# Problem to work on
Please echo the material word for word, from its first line through the line containing "378 378 L 336", with both of those lines included.

━━━ Dataset content

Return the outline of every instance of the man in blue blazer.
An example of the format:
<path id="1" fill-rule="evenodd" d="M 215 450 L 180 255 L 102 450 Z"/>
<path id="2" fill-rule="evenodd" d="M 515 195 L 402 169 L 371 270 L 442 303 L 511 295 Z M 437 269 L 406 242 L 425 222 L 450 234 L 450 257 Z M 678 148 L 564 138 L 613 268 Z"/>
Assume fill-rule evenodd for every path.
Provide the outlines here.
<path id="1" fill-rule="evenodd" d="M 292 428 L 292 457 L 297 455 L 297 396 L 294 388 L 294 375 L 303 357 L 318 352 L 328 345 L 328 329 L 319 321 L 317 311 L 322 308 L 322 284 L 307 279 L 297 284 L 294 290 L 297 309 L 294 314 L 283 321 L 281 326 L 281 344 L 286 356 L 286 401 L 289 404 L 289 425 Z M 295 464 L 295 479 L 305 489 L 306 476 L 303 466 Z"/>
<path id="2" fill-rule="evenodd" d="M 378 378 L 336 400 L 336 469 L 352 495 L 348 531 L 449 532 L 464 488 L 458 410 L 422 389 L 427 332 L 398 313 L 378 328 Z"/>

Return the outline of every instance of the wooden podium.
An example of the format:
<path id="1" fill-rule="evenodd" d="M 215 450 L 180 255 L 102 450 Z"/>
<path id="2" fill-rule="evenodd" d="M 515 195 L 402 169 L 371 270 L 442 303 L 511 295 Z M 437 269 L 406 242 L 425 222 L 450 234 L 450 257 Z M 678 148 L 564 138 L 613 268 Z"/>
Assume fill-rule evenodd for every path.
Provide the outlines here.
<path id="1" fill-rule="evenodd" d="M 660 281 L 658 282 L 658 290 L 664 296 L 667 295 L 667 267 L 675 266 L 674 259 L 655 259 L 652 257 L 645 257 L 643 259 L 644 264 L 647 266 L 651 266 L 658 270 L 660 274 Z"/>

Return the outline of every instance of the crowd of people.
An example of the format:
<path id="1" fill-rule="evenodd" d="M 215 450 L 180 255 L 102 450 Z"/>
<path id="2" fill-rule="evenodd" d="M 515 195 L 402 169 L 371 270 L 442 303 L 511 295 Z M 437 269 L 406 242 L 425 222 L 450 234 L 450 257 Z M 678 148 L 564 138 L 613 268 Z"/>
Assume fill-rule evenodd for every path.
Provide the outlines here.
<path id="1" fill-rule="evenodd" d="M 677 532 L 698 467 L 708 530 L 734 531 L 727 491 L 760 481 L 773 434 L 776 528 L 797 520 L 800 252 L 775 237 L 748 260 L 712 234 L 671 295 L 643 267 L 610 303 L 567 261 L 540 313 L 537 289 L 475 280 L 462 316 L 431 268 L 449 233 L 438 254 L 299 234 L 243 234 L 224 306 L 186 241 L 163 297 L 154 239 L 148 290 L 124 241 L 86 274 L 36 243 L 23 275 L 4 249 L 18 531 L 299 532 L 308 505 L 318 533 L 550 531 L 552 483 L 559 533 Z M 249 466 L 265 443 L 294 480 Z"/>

━━━━━━

# Result of this exercise
Return the outline of every instance of the man in blue blazer.
An example of the format:
<path id="1" fill-rule="evenodd" d="M 215 450 L 180 255 L 102 450 Z"/>
<path id="2" fill-rule="evenodd" d="M 515 195 L 402 169 L 371 270 L 442 303 L 511 295 Z M 437 269 L 406 242 L 425 222 L 450 234 L 450 257 Z M 678 148 L 564 138 L 613 268 Z"/>
Assume fill-rule evenodd for every path.
Provide the outlines here.
<path id="1" fill-rule="evenodd" d="M 292 428 L 292 457 L 297 455 L 297 396 L 294 388 L 294 375 L 303 357 L 318 352 L 328 345 L 328 329 L 319 321 L 317 311 L 322 308 L 322 284 L 307 279 L 297 284 L 294 290 L 297 309 L 294 314 L 283 321 L 281 326 L 281 344 L 286 356 L 286 401 L 289 404 L 289 425 Z M 295 464 L 295 479 L 305 489 L 306 476 L 303 466 Z"/>
<path id="2" fill-rule="evenodd" d="M 378 378 L 336 400 L 336 469 L 352 495 L 348 531 L 449 532 L 464 488 L 458 410 L 422 389 L 427 332 L 398 313 L 378 328 Z"/>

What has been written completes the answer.